(Task description): Collect every line below that contains the word "building", and copy each one in full. Match the case of the word exactly.

(Records from a point labeling set):
● ● ● ● ● ● ●
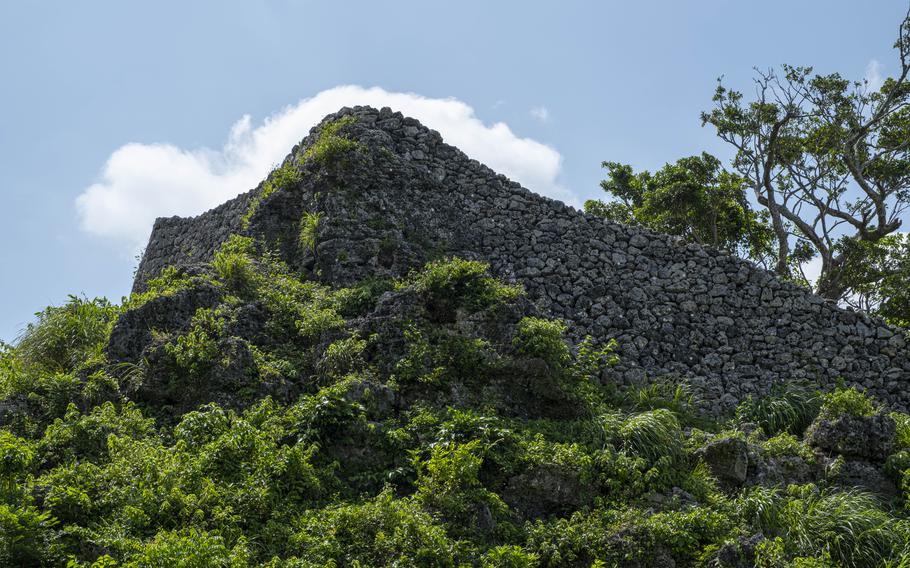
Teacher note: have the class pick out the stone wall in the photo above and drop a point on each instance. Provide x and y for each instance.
(183, 241)
(679, 311)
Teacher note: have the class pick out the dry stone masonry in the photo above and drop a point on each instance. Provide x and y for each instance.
(678, 311)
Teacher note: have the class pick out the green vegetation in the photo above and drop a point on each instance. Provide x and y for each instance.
(331, 146)
(283, 177)
(309, 227)
(826, 162)
(287, 425)
(694, 198)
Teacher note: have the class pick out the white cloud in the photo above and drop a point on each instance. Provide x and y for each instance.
(140, 182)
(874, 78)
(541, 113)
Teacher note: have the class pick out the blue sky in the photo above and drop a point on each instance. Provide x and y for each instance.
(575, 83)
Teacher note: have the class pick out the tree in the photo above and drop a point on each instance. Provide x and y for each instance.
(829, 160)
(878, 274)
(694, 198)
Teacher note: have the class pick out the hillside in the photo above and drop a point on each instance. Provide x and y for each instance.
(386, 354)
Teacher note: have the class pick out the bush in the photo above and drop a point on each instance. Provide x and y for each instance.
(383, 531)
(847, 402)
(309, 228)
(285, 176)
(456, 283)
(331, 147)
(28, 537)
(543, 338)
(507, 556)
(197, 351)
(188, 548)
(67, 337)
(84, 436)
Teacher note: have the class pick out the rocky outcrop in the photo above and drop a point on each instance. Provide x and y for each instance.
(678, 310)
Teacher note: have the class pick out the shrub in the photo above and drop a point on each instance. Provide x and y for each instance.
(235, 270)
(196, 351)
(508, 556)
(383, 531)
(281, 177)
(170, 281)
(331, 146)
(65, 337)
(847, 402)
(188, 548)
(28, 537)
(16, 457)
(543, 338)
(84, 436)
(342, 357)
(788, 445)
(456, 283)
(902, 432)
(309, 229)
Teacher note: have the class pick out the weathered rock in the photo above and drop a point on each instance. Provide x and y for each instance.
(133, 331)
(405, 197)
(728, 459)
(546, 490)
(869, 438)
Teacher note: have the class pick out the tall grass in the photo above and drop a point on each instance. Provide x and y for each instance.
(652, 435)
(788, 409)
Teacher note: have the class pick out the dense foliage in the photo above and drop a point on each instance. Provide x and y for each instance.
(433, 421)
(827, 163)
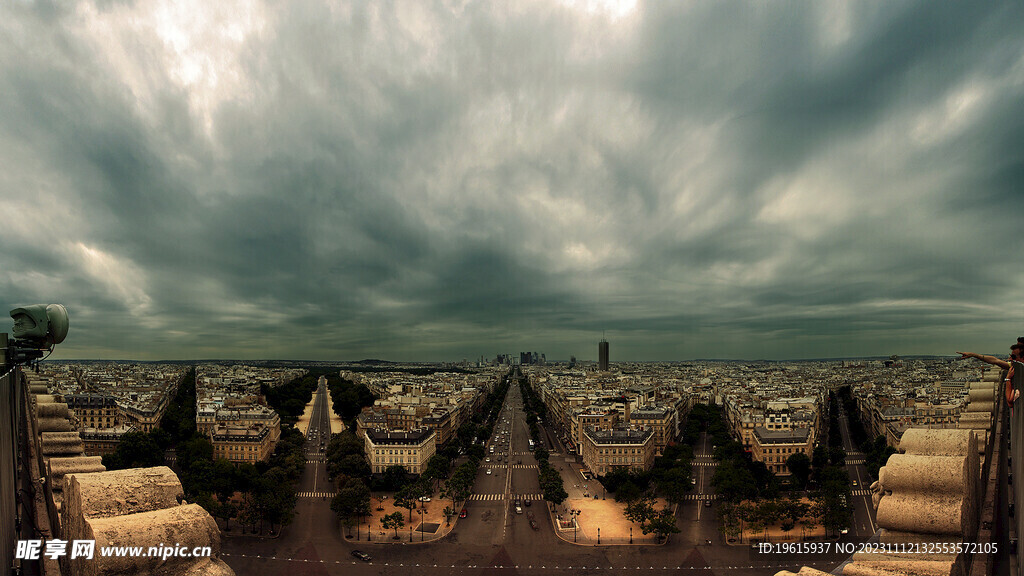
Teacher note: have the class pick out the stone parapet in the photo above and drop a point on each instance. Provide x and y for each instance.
(52, 410)
(54, 423)
(122, 492)
(186, 526)
(901, 568)
(57, 467)
(138, 507)
(62, 444)
(805, 571)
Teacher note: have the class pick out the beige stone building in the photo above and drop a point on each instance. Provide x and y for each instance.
(622, 447)
(242, 444)
(412, 449)
(660, 419)
(209, 418)
(102, 441)
(94, 410)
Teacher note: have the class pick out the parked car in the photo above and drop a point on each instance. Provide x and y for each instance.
(361, 556)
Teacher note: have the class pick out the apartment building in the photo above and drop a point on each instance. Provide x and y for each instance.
(242, 443)
(773, 447)
(412, 449)
(604, 450)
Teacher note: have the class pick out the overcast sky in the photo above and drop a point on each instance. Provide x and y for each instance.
(438, 180)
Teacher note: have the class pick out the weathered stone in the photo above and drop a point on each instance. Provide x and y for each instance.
(113, 493)
(916, 474)
(979, 407)
(53, 424)
(52, 410)
(61, 443)
(186, 526)
(931, 513)
(57, 467)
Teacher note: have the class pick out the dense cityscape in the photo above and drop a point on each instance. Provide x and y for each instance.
(511, 288)
(690, 465)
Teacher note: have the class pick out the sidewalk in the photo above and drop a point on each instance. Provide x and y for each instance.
(600, 519)
(432, 520)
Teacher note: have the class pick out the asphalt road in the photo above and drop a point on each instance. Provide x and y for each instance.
(493, 539)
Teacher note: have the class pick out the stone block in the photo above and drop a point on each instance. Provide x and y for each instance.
(61, 443)
(980, 407)
(52, 410)
(901, 568)
(57, 467)
(930, 513)
(185, 526)
(122, 492)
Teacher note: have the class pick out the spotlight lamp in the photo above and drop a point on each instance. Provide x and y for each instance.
(38, 328)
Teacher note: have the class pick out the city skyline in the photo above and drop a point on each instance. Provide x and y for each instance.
(438, 181)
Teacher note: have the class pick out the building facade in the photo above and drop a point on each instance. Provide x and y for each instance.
(412, 449)
(623, 447)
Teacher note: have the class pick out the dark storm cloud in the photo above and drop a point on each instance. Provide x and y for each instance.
(418, 180)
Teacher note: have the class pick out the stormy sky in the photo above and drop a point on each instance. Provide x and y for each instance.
(437, 180)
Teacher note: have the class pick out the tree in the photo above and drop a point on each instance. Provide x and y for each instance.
(404, 499)
(135, 450)
(393, 478)
(837, 456)
(551, 485)
(640, 510)
(393, 520)
(351, 501)
(628, 492)
(662, 524)
(800, 466)
(734, 483)
(437, 467)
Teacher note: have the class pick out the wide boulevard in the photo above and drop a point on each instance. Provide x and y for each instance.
(493, 538)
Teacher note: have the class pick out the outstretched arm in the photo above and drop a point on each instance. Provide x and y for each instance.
(986, 359)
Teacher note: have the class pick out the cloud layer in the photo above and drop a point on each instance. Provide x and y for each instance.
(418, 180)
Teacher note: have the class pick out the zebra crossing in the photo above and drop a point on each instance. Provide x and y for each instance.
(492, 497)
(315, 494)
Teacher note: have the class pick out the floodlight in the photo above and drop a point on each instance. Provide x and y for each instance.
(37, 329)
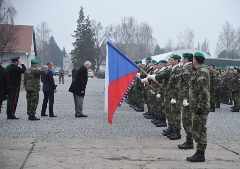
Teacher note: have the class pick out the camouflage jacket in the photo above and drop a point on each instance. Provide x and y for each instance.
(185, 81)
(32, 78)
(199, 91)
(235, 82)
(164, 75)
(173, 84)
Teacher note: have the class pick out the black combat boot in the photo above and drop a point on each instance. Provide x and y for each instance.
(197, 157)
(186, 145)
(217, 105)
(175, 136)
(33, 117)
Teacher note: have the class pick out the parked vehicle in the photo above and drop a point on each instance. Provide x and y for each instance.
(101, 74)
(90, 73)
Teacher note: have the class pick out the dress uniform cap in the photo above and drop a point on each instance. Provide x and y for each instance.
(35, 61)
(198, 54)
(175, 56)
(187, 55)
(15, 58)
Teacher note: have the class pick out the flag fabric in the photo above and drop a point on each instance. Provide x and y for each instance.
(119, 73)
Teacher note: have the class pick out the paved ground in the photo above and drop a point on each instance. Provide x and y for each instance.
(130, 142)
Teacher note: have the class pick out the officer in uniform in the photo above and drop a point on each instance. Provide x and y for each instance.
(32, 86)
(184, 86)
(14, 74)
(199, 94)
(61, 76)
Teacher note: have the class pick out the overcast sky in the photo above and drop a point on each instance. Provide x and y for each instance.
(167, 17)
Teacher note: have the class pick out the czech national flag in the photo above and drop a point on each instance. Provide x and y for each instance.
(119, 73)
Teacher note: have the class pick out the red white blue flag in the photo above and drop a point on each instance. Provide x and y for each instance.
(119, 73)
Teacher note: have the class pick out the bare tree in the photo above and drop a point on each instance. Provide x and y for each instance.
(8, 32)
(42, 37)
(186, 39)
(226, 39)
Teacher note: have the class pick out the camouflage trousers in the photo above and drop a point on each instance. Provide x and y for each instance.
(175, 114)
(200, 130)
(160, 112)
(187, 122)
(167, 112)
(140, 98)
(236, 99)
(32, 102)
(61, 77)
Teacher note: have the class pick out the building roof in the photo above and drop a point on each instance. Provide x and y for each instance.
(25, 38)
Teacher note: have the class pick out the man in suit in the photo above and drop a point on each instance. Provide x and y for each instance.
(4, 85)
(78, 87)
(49, 88)
(14, 73)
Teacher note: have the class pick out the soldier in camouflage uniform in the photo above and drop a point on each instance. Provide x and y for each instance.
(213, 84)
(61, 76)
(236, 89)
(173, 89)
(184, 86)
(32, 86)
(199, 94)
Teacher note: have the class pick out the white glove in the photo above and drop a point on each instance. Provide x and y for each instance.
(151, 77)
(173, 101)
(138, 74)
(185, 103)
(145, 80)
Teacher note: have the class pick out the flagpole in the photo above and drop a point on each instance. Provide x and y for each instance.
(161, 86)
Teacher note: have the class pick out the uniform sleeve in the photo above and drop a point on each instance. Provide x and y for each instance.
(203, 86)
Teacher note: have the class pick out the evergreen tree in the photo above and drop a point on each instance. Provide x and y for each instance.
(157, 50)
(84, 46)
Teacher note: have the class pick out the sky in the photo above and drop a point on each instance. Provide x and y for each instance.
(168, 18)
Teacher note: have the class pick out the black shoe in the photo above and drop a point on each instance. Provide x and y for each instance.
(175, 136)
(33, 117)
(81, 115)
(212, 110)
(186, 145)
(161, 124)
(197, 157)
(150, 116)
(12, 117)
(235, 110)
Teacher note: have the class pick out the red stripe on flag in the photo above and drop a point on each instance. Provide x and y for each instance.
(116, 92)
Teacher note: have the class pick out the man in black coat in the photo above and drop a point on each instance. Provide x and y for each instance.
(78, 87)
(49, 88)
(14, 74)
(4, 85)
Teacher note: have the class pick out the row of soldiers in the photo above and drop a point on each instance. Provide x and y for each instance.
(169, 90)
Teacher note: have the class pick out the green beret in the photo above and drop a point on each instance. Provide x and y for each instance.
(149, 58)
(186, 55)
(162, 61)
(198, 54)
(176, 57)
(34, 61)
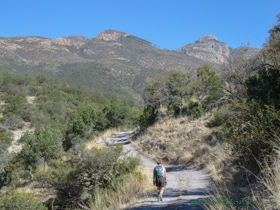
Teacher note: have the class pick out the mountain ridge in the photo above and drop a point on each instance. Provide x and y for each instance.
(113, 61)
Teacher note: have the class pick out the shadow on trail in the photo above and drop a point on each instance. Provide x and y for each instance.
(175, 168)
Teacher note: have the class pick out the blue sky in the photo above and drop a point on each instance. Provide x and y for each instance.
(169, 24)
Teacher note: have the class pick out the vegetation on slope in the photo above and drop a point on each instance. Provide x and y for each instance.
(239, 146)
(55, 157)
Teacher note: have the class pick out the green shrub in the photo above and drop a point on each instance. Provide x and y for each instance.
(200, 110)
(251, 131)
(20, 200)
(148, 117)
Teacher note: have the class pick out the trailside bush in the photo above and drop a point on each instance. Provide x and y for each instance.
(20, 200)
(148, 117)
(251, 131)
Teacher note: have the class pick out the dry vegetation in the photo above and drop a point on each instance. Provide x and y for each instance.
(187, 141)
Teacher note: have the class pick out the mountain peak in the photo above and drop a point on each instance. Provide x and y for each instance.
(110, 35)
(207, 38)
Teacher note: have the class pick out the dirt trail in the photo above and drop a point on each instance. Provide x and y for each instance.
(179, 193)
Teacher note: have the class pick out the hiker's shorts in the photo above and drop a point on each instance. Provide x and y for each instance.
(160, 181)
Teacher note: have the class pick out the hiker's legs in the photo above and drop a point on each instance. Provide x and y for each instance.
(158, 190)
(161, 190)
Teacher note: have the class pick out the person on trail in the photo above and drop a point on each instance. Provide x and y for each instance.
(160, 179)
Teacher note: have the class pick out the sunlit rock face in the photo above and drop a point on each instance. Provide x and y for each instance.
(208, 48)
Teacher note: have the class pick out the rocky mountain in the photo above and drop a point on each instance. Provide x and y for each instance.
(113, 62)
(209, 48)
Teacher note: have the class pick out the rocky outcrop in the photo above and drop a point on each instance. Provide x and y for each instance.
(110, 35)
(207, 48)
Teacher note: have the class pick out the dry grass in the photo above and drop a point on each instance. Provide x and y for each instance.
(135, 190)
(186, 142)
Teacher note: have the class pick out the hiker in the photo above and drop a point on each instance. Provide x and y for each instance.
(160, 179)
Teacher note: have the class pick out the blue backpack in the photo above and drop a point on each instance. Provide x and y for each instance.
(159, 171)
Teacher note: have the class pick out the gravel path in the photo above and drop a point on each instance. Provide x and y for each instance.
(184, 186)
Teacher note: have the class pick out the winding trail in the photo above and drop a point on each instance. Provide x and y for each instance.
(179, 193)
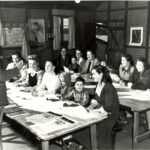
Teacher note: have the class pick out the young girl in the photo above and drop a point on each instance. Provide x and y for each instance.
(50, 82)
(65, 79)
(34, 74)
(79, 95)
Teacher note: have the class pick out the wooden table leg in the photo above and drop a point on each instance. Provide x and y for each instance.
(136, 126)
(45, 145)
(93, 137)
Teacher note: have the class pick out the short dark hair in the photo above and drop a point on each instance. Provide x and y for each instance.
(102, 69)
(80, 79)
(129, 58)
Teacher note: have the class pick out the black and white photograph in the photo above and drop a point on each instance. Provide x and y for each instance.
(75, 75)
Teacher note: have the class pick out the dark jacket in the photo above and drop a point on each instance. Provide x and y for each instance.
(75, 67)
(63, 62)
(141, 81)
(4, 76)
(108, 99)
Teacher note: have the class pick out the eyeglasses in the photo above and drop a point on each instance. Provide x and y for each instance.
(32, 57)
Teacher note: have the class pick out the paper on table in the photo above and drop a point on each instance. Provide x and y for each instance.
(80, 112)
(136, 95)
(66, 69)
(51, 126)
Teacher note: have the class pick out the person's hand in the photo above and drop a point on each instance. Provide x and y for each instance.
(122, 83)
(17, 84)
(129, 84)
(34, 93)
(19, 65)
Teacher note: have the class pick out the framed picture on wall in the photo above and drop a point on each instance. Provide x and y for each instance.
(136, 36)
(37, 31)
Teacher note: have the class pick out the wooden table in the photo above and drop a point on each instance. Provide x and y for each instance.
(139, 102)
(45, 138)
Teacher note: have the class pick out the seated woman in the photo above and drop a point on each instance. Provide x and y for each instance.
(80, 59)
(15, 59)
(79, 94)
(65, 88)
(34, 74)
(114, 76)
(106, 101)
(50, 82)
(141, 76)
(126, 69)
(74, 67)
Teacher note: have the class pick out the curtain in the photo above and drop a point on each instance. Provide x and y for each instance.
(71, 41)
(25, 45)
(1, 35)
(56, 32)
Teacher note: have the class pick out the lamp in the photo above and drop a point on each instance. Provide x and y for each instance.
(77, 1)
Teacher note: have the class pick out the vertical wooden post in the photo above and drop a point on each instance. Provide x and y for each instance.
(45, 145)
(93, 137)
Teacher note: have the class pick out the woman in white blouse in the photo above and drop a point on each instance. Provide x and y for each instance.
(50, 82)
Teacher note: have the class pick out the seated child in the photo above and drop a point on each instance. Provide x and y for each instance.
(34, 74)
(79, 95)
(15, 59)
(65, 88)
(50, 82)
(115, 78)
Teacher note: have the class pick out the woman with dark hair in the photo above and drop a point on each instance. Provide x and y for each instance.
(126, 69)
(105, 101)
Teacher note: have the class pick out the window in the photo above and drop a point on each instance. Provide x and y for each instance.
(65, 30)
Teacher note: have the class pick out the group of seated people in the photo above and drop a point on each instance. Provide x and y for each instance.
(56, 79)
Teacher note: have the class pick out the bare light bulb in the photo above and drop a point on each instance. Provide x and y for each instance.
(77, 1)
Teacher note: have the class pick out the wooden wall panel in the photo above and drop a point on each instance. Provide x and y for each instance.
(136, 52)
(12, 16)
(117, 15)
(132, 4)
(103, 6)
(137, 18)
(117, 5)
(101, 16)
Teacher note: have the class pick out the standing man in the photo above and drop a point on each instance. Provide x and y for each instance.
(4, 76)
(91, 62)
(63, 59)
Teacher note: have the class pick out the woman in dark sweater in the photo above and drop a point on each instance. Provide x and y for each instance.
(105, 101)
(141, 76)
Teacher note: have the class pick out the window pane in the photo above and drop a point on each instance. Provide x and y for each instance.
(65, 23)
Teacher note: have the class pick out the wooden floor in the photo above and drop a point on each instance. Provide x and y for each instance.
(12, 140)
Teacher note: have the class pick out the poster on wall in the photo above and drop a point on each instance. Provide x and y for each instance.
(136, 36)
(13, 36)
(36, 31)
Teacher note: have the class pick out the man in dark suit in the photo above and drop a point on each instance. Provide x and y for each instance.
(63, 59)
(4, 76)
(90, 62)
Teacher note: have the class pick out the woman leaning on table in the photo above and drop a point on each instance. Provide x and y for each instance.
(126, 69)
(4, 76)
(141, 76)
(141, 79)
(105, 101)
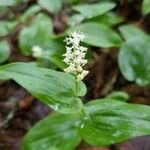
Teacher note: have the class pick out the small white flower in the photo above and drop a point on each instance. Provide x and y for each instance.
(37, 51)
(75, 55)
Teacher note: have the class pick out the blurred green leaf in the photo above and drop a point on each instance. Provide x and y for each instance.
(134, 60)
(75, 19)
(4, 51)
(56, 131)
(38, 34)
(7, 2)
(146, 7)
(53, 6)
(29, 13)
(131, 31)
(6, 27)
(93, 10)
(55, 89)
(118, 95)
(108, 19)
(113, 121)
(98, 35)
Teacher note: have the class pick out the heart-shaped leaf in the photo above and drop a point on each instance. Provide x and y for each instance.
(55, 132)
(113, 121)
(56, 89)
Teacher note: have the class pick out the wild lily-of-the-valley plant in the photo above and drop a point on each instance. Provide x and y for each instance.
(99, 122)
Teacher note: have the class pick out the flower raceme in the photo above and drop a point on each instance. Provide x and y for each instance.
(75, 55)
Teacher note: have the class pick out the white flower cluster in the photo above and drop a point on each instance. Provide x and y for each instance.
(75, 55)
(37, 51)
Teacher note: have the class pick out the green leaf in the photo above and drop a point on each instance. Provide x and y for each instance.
(118, 95)
(108, 19)
(56, 131)
(97, 35)
(56, 89)
(134, 60)
(131, 31)
(4, 51)
(93, 10)
(29, 13)
(6, 27)
(114, 121)
(53, 6)
(75, 19)
(146, 7)
(7, 2)
(38, 34)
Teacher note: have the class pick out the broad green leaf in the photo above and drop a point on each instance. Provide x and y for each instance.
(30, 12)
(134, 60)
(131, 31)
(118, 95)
(53, 6)
(56, 89)
(7, 2)
(93, 10)
(113, 121)
(99, 35)
(6, 27)
(4, 51)
(38, 34)
(146, 7)
(56, 131)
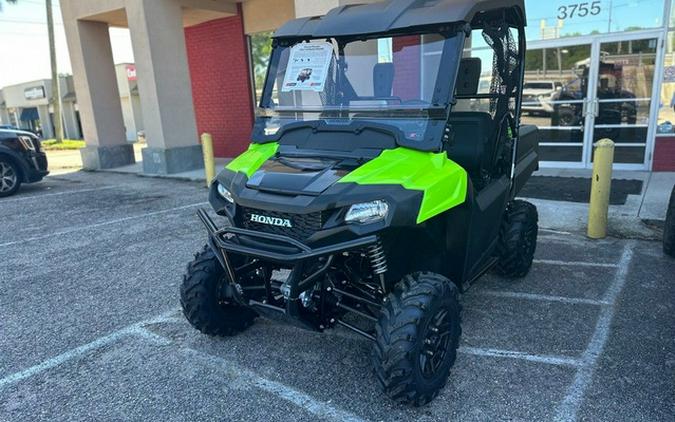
● ● ● ● ● ● ●
(Problem solution):
Teacher note: have the class pick out the beige stone building in the photo above and drop a point on each instance. Provide x and y for each instance.
Teacher note: have the class pick out the apartment building in the photo above and drop a point on each instance. Provide x and y for each instance.
Teacher note: have the class pick out the building facade in the photo above and drop a point on each instance. Provide x and y for each instance.
Teacher note: have the class pick out the building roof in the photo above and drop a point on each instance. Provide x and y for each instance.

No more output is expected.